**WHAT THIS TASK INVOLVES:** The lines to be set down run from the line containing "the tree with" through the final line of the data below; print them exactly and print nothing else.

------------------------

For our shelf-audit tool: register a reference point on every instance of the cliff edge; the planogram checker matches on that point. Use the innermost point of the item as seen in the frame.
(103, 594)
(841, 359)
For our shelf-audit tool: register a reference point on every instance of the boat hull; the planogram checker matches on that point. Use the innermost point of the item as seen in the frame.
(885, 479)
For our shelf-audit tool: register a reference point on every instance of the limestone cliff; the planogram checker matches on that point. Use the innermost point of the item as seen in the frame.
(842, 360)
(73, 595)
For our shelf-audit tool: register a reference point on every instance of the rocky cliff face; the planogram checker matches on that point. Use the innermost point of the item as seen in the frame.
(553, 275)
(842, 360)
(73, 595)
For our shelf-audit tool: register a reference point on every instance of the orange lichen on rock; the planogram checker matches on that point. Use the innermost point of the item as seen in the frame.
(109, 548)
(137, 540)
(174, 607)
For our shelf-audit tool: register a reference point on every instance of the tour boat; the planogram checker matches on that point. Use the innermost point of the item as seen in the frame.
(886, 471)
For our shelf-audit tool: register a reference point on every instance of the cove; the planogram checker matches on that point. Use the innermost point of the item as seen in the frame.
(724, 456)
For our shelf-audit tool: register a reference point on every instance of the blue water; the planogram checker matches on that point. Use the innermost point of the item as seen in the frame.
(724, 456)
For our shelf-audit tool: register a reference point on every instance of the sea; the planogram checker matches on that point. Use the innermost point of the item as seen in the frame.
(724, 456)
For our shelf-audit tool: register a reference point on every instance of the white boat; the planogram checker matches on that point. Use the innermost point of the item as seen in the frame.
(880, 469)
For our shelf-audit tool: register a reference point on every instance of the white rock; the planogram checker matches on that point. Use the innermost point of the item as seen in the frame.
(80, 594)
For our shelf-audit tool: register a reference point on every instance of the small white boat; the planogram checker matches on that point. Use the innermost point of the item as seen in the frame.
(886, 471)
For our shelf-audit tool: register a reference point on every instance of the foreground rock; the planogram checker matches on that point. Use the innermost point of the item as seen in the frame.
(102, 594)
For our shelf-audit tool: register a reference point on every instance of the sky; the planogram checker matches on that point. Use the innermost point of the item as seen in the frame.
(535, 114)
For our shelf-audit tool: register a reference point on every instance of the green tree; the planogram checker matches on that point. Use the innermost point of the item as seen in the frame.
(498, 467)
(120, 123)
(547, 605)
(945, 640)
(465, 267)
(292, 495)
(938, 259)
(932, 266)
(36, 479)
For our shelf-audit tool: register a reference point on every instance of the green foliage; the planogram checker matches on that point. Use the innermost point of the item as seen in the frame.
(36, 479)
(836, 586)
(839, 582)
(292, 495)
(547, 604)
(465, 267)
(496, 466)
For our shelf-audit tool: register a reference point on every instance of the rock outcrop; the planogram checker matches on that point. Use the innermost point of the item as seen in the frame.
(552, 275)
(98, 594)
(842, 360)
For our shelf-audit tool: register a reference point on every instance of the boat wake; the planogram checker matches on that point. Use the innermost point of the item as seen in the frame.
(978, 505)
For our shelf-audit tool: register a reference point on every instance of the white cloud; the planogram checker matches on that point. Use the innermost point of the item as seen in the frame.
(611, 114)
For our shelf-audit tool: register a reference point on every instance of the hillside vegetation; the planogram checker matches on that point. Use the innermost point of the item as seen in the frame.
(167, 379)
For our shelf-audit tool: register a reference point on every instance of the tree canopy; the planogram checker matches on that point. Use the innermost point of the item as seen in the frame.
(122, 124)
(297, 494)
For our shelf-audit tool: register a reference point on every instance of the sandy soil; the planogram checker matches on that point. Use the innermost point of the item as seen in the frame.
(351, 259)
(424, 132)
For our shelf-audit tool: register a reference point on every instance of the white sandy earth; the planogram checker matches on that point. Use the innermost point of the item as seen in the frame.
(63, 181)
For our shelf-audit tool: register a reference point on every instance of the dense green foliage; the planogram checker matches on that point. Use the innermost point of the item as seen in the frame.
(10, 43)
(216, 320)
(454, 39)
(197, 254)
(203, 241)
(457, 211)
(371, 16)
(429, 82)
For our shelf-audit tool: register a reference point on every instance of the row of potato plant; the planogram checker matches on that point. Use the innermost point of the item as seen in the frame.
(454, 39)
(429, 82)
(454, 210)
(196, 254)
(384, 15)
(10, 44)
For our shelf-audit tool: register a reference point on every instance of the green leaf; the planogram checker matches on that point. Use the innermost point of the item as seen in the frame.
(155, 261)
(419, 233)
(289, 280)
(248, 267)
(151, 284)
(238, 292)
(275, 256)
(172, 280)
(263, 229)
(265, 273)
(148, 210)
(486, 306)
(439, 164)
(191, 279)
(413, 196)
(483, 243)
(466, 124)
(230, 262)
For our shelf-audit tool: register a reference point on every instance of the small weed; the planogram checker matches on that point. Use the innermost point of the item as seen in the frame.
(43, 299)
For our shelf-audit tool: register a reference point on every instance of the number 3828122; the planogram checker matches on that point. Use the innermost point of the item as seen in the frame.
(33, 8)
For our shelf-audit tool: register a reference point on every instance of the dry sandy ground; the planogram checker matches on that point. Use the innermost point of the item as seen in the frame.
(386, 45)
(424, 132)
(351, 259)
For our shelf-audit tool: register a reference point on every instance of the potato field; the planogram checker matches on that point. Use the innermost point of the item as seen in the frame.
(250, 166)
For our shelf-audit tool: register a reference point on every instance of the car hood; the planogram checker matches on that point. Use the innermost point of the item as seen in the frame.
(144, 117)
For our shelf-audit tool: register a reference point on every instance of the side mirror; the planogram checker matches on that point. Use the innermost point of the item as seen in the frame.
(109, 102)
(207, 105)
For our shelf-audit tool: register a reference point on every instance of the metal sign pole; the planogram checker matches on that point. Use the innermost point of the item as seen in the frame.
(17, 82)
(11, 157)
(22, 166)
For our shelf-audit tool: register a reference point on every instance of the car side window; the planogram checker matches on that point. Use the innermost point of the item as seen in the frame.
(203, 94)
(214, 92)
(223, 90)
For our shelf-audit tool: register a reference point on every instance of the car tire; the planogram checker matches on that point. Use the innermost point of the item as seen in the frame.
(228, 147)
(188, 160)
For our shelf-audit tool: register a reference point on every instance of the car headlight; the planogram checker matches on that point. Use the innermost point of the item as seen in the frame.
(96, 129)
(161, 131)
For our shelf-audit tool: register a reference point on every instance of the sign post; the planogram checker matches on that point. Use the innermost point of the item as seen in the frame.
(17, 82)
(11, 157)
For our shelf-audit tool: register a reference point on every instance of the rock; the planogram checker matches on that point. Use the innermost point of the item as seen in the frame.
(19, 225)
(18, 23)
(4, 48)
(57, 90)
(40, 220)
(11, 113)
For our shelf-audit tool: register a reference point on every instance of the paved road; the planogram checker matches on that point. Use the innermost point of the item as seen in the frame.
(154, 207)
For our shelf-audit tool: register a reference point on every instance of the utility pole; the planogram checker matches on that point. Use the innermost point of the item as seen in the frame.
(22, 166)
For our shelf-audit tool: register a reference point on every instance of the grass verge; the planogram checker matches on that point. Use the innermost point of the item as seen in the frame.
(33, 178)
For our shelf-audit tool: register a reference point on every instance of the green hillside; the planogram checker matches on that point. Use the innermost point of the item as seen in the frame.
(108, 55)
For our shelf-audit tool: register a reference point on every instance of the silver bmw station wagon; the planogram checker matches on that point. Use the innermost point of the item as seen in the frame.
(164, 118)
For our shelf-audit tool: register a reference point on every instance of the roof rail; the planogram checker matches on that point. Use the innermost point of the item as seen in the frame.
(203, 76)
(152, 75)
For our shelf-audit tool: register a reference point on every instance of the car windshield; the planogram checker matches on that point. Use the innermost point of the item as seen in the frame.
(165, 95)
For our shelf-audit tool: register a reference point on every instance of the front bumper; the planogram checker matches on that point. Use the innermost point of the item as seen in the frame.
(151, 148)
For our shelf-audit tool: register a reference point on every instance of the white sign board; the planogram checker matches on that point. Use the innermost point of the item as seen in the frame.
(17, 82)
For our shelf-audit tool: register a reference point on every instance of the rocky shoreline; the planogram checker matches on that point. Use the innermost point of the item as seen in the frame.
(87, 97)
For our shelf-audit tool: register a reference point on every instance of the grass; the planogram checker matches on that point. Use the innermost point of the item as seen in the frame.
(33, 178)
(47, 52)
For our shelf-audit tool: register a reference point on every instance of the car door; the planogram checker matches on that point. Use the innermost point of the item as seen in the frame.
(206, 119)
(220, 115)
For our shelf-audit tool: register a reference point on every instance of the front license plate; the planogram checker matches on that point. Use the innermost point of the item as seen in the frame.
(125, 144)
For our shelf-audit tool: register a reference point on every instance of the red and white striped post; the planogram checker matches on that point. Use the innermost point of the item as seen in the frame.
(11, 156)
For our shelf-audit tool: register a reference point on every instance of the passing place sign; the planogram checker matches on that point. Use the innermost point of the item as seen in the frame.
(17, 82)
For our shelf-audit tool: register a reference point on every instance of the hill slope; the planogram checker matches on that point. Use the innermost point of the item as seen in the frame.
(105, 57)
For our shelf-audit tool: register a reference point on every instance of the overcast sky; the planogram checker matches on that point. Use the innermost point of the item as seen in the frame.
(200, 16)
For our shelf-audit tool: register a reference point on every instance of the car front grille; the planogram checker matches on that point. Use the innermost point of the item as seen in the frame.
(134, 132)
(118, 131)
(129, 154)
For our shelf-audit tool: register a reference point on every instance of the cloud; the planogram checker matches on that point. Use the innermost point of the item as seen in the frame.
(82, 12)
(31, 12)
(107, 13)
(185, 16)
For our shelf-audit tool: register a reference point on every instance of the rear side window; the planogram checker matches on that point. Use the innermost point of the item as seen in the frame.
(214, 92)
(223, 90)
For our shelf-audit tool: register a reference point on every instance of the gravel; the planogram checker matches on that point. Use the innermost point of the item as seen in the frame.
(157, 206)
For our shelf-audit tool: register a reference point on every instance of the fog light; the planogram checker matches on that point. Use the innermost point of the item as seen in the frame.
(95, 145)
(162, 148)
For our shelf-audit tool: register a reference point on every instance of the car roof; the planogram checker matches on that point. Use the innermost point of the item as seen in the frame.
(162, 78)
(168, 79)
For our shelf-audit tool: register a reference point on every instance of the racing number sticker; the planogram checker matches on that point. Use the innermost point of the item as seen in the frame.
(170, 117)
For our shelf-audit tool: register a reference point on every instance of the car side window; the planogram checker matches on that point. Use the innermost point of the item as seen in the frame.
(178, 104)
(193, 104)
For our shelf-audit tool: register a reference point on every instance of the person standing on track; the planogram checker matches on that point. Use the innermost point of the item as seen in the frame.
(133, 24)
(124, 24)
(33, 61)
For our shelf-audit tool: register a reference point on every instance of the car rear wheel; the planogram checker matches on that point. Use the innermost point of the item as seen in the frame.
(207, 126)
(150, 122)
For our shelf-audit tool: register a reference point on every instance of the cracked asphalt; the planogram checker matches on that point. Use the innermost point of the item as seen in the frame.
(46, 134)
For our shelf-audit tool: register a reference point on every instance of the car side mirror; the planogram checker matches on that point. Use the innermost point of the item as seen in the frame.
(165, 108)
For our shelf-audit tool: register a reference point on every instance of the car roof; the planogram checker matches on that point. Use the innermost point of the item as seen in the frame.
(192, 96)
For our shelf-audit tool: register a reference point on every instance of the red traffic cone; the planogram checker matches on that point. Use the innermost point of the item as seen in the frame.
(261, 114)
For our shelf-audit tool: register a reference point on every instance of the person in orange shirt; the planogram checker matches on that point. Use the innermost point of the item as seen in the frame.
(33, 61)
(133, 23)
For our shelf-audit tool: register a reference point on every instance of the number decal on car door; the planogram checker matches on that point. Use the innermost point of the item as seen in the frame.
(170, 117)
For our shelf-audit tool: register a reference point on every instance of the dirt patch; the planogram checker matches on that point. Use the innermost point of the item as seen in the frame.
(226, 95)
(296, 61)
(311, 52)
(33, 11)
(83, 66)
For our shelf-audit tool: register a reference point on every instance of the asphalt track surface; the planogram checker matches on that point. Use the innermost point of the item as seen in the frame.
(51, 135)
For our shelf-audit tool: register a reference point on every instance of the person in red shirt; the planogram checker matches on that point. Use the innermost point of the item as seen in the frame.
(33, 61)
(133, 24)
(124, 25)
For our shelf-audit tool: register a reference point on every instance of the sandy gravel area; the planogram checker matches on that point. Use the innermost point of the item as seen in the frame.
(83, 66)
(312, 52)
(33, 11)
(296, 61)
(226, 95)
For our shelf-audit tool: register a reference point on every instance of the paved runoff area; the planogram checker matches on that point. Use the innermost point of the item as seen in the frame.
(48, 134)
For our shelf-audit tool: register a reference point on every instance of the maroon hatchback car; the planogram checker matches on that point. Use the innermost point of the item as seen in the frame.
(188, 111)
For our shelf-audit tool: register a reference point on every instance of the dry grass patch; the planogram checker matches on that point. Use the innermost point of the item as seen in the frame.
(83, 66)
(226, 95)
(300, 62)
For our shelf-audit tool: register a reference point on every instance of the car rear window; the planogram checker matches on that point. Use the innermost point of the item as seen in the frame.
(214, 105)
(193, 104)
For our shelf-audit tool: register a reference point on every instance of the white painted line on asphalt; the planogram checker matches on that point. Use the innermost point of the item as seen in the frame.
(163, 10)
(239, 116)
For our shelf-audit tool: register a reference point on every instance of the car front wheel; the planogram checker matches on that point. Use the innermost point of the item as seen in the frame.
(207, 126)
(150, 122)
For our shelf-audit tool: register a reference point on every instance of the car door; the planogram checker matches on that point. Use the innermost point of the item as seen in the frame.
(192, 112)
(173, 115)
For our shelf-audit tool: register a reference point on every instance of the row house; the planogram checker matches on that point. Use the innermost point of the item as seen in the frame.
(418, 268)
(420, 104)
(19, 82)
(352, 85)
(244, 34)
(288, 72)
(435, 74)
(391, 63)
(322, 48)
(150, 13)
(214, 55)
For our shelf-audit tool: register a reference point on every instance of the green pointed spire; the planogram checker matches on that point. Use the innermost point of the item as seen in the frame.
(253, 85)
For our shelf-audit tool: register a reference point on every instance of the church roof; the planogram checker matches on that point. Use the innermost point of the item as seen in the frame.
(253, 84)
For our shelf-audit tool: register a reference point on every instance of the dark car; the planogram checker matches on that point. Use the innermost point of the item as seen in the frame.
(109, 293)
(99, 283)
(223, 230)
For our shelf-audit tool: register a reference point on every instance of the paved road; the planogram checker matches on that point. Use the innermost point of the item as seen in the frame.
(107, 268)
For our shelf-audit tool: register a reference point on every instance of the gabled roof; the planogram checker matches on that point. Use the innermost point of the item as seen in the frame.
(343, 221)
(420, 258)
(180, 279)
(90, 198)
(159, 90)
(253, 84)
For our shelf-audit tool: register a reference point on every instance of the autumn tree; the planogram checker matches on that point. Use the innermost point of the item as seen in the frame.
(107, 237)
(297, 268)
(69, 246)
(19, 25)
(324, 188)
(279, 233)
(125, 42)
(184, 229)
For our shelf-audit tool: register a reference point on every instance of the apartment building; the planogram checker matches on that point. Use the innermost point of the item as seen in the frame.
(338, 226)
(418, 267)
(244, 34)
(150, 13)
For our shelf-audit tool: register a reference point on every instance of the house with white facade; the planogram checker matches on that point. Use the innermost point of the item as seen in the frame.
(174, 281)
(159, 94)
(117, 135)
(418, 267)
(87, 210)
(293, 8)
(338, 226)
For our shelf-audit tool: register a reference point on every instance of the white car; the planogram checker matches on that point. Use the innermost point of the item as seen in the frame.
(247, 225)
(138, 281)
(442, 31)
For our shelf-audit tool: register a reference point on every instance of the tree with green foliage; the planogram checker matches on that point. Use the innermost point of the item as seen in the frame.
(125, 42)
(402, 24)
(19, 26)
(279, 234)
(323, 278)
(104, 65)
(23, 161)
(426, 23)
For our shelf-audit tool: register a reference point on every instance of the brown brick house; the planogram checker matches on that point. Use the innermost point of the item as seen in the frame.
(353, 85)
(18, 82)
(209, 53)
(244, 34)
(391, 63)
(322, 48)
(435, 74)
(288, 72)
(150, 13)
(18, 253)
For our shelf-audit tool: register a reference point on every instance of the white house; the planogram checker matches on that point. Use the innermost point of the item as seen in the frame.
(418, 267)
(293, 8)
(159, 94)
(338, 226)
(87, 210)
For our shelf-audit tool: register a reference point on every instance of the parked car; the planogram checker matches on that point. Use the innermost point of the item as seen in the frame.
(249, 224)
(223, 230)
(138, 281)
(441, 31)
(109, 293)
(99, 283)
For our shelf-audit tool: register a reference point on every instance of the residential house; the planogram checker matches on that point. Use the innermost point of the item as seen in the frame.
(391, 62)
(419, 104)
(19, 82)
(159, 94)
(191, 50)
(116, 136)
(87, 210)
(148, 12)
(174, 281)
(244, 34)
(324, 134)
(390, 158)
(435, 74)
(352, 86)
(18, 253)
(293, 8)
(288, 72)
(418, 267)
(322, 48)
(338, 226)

------------------------

**TASK SOLUTION:**
For our shelf-audit tool: register a reference point on every instance of the tree with green foliage; the planogram checker matches on that point. Use the innermost point of the item as seen in the frame.
(125, 42)
(402, 24)
(19, 26)
(279, 234)
(323, 278)
(104, 65)
(23, 161)
(426, 23)
For our shelf-audit tool: register a reference point on every instance of the brown brick house; the planogram checker matches on that point. Use the innermost point of the item as seen in the frame.
(353, 85)
(18, 82)
(209, 53)
(244, 34)
(391, 63)
(322, 48)
(435, 74)
(288, 72)
(150, 13)
(18, 253)
For our shelf-audit tool: register a reference point on every instance of the white house; the planogram checker matches on that point. Use the innermost point of the item as seen in the frame.
(418, 267)
(293, 8)
(159, 94)
(338, 226)
(87, 210)
For our shelf-audit tool: register a reference point on every instance of the parked car; the planogram checker matches on that point. Use the innermost point of the item as seen in the frame.
(249, 224)
(223, 230)
(138, 281)
(441, 31)
(109, 293)
(99, 283)
For our shelf-audit tool: register a reference point on every instance of the residential house; the planogram checker matches on that point. Use the innermost point of the item as seen in the frame.
(391, 62)
(419, 104)
(19, 82)
(159, 94)
(191, 50)
(116, 136)
(87, 210)
(148, 12)
(174, 281)
(244, 34)
(324, 134)
(390, 158)
(435, 74)
(352, 86)
(18, 253)
(293, 8)
(288, 72)
(418, 267)
(322, 48)
(338, 226)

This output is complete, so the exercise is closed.